---------- INPUT ----------

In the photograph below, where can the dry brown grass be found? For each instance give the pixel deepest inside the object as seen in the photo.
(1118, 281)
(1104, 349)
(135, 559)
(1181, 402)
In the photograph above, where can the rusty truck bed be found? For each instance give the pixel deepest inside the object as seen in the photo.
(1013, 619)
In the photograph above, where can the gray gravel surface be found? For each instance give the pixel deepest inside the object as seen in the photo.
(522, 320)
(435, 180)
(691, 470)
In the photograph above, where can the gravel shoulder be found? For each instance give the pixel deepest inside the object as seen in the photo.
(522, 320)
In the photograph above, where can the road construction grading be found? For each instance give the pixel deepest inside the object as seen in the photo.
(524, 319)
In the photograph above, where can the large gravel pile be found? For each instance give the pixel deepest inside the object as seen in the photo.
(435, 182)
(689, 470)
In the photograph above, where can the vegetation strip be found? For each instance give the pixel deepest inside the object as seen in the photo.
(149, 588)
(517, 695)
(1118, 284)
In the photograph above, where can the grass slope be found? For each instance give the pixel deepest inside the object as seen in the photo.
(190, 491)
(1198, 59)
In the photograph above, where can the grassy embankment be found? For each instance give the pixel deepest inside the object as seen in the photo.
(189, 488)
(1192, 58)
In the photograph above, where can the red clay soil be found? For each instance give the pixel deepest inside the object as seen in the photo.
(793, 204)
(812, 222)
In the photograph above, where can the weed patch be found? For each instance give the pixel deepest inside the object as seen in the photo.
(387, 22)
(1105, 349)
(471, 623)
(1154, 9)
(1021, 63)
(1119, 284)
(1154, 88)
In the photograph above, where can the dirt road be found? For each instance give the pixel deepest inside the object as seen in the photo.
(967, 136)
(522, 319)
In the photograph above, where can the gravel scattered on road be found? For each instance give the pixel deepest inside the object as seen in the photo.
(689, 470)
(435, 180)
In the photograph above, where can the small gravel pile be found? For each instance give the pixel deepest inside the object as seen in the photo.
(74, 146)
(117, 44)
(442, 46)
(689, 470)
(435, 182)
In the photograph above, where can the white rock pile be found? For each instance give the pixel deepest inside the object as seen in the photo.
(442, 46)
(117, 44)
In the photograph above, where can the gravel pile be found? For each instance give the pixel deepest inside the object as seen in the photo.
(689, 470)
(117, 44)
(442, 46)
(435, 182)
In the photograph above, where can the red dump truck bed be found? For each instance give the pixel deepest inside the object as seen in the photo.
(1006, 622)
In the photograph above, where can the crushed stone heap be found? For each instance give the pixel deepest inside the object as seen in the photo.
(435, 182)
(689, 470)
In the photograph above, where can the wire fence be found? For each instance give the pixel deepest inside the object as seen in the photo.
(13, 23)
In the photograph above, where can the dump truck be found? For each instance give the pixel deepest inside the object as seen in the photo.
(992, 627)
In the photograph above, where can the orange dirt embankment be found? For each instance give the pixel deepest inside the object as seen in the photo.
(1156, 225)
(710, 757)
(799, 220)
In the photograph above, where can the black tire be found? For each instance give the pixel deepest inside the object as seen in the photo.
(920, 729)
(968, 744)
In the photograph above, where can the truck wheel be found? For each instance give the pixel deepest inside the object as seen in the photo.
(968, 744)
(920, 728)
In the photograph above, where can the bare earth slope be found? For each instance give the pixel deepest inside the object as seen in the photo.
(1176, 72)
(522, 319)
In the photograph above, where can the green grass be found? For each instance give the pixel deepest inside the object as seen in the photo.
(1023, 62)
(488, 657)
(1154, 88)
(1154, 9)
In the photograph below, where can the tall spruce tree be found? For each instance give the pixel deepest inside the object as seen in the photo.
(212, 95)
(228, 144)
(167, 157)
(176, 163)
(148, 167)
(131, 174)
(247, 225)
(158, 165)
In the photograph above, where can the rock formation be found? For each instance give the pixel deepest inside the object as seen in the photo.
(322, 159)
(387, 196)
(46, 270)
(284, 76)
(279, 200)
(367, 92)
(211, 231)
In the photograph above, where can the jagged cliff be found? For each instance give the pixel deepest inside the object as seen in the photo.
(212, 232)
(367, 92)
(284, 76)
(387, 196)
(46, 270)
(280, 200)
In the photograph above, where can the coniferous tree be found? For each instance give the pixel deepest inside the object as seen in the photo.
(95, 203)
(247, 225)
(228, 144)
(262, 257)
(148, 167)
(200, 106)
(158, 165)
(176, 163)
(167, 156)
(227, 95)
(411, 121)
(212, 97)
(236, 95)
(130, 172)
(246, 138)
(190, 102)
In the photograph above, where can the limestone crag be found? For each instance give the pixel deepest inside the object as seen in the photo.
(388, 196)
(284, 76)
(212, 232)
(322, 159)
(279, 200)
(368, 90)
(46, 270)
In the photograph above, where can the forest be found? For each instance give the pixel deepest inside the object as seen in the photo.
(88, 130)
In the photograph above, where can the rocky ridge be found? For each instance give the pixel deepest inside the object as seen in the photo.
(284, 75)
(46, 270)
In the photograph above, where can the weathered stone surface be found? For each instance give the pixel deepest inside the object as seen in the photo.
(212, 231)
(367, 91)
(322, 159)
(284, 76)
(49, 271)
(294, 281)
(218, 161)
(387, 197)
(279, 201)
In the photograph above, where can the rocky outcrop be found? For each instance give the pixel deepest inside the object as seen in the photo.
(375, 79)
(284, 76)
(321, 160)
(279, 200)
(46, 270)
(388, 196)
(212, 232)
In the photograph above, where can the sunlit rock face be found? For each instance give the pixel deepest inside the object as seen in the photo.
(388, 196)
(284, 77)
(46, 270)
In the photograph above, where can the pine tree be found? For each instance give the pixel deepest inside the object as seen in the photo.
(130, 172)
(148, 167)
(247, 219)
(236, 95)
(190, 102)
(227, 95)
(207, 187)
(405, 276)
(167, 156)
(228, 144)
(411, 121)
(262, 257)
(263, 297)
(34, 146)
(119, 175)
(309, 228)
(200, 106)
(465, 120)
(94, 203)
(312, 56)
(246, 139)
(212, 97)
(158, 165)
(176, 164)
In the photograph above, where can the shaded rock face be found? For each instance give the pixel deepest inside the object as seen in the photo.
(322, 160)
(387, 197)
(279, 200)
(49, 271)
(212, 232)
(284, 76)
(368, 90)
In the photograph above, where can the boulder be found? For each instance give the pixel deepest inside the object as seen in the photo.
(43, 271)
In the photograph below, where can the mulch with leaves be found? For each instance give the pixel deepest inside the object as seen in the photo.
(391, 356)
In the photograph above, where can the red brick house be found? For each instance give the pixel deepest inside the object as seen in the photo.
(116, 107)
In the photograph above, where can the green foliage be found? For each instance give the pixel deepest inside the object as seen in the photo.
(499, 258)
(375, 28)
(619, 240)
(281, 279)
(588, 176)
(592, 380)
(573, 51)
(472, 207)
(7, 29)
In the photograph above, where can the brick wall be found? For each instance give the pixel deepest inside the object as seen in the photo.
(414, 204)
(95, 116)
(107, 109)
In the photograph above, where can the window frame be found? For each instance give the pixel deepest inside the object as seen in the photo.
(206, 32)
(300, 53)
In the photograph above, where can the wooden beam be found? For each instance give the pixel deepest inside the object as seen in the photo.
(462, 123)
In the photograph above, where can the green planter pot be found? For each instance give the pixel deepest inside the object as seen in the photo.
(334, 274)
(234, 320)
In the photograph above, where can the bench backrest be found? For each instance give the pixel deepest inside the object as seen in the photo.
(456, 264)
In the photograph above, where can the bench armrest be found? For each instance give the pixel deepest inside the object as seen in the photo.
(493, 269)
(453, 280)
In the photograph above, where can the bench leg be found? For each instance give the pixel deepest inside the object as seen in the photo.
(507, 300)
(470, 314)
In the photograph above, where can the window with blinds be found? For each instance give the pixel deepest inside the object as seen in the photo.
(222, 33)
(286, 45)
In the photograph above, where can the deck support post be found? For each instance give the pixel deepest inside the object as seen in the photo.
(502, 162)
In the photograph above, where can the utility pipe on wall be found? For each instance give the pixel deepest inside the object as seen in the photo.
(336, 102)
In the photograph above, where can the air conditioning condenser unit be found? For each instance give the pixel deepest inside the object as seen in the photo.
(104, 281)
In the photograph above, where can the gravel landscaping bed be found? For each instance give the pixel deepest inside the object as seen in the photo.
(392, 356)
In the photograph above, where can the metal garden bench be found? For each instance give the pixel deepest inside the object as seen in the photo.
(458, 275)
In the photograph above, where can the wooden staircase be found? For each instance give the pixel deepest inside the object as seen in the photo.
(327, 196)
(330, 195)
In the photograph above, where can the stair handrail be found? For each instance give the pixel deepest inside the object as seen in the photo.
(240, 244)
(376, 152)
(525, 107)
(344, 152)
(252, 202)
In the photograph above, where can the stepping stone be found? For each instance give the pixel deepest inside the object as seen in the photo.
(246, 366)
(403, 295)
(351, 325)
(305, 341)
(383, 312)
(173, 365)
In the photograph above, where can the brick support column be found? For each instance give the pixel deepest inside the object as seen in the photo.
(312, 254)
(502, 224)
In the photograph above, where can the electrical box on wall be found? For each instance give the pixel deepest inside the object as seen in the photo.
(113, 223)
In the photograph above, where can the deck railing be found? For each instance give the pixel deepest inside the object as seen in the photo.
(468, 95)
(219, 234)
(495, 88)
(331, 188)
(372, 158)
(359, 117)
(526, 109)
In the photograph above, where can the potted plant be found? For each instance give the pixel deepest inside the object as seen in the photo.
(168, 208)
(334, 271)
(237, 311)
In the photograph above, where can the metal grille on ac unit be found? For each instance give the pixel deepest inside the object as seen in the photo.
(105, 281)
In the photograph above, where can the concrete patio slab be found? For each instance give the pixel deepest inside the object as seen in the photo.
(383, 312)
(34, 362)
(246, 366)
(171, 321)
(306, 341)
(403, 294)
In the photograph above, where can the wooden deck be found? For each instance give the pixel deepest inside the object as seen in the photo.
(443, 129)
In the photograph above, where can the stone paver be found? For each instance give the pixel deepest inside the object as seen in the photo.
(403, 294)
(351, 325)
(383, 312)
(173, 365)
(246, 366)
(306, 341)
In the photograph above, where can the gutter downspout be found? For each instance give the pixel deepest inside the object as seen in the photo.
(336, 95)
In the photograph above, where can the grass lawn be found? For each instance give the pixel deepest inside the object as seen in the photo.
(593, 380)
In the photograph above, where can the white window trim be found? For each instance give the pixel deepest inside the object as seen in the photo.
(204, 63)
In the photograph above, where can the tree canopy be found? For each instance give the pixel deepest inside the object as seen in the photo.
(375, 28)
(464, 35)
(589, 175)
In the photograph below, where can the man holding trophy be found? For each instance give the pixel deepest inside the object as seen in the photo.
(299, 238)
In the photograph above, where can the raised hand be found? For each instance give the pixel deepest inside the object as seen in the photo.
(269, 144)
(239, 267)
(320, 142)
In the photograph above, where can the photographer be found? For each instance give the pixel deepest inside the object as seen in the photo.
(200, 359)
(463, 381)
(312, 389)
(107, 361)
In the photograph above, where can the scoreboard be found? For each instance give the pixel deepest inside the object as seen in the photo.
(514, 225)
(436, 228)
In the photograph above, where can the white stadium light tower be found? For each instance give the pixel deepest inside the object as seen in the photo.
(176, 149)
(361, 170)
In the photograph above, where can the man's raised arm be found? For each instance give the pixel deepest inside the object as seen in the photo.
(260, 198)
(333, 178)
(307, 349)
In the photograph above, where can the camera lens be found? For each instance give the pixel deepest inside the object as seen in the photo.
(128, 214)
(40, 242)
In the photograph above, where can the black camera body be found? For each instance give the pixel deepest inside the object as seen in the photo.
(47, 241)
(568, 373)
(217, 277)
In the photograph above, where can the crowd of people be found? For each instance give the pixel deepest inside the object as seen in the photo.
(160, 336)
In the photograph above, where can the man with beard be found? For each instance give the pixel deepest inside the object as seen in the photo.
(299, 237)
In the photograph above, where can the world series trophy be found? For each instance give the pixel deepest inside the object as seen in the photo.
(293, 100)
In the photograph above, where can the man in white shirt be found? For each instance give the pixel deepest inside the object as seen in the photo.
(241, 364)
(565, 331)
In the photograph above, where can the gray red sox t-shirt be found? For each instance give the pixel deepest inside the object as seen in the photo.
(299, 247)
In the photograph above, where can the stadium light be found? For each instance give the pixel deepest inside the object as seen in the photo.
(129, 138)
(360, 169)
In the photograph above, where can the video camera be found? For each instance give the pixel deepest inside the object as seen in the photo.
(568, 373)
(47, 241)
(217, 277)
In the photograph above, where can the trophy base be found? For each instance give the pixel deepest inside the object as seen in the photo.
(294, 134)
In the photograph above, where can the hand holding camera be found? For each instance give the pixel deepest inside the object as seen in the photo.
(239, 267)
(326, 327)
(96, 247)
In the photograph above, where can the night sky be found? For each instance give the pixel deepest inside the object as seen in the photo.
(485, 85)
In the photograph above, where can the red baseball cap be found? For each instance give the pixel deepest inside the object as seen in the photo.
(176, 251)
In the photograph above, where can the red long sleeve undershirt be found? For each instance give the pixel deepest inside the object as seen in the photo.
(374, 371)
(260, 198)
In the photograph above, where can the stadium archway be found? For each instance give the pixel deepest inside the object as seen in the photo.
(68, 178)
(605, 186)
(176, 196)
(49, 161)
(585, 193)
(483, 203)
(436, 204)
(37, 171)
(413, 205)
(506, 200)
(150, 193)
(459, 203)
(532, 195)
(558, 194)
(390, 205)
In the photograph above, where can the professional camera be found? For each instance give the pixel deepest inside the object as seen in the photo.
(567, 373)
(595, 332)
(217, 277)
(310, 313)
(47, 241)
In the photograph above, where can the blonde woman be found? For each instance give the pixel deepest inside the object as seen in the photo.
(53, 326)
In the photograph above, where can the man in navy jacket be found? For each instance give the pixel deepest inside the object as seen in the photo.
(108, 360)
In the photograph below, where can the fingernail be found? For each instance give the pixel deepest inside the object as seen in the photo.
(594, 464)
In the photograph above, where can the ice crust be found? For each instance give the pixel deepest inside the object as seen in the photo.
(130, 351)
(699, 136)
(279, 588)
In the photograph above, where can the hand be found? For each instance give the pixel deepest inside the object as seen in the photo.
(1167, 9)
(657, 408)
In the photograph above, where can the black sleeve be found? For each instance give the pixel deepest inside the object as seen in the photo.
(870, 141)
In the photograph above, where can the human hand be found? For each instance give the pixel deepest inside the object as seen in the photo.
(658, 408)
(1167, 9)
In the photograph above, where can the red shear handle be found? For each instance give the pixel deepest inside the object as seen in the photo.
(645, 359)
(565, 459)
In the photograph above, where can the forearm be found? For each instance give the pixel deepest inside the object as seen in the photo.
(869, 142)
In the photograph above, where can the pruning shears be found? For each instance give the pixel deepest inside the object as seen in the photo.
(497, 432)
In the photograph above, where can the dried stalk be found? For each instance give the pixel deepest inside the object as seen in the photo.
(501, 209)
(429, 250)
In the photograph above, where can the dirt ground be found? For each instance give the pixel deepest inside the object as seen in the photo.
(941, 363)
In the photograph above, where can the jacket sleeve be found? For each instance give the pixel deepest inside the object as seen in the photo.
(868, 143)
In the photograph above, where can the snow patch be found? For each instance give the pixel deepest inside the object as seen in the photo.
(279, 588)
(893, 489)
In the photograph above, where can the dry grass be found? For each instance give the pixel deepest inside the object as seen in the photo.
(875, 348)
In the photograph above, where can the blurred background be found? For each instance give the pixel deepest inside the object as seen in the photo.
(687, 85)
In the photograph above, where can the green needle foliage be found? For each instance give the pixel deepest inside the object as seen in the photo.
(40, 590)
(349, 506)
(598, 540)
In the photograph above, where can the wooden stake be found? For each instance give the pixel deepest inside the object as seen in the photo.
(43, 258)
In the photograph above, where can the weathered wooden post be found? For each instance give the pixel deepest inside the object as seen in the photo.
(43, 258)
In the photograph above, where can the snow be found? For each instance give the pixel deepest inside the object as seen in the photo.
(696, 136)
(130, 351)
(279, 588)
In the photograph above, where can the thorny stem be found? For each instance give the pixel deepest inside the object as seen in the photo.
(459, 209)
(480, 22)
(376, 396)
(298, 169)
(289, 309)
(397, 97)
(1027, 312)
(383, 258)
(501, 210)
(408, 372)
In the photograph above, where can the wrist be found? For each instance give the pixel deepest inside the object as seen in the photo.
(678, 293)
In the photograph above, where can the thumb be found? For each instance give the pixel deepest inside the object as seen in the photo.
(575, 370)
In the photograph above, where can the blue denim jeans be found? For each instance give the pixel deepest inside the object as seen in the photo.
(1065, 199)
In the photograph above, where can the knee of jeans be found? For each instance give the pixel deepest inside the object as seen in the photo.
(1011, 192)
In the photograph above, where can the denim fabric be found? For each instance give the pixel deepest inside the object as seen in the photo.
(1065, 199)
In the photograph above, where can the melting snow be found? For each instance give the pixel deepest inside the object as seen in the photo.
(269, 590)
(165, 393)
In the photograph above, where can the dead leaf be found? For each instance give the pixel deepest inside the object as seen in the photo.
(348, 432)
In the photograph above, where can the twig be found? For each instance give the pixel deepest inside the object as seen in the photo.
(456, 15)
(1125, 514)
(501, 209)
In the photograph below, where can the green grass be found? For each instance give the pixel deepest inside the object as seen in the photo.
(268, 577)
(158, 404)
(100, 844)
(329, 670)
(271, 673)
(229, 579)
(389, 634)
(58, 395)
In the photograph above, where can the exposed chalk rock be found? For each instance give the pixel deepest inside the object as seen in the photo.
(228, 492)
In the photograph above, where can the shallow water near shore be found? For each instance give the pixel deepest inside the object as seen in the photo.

----------

**DIRECTION**
Starting from the first line of the items and going on through the line that contains "(1181, 402)", express those lines as a numbered list, leaving out any blank lines.

**SOLUTION TO THIS TASK**
1. In the photograph below, where can the dry brown grass be found? For each instance give the pixel deepest inside the object as seen in the photo.
2. (1118, 281)
3. (1104, 349)
4. (135, 559)
5. (1181, 402)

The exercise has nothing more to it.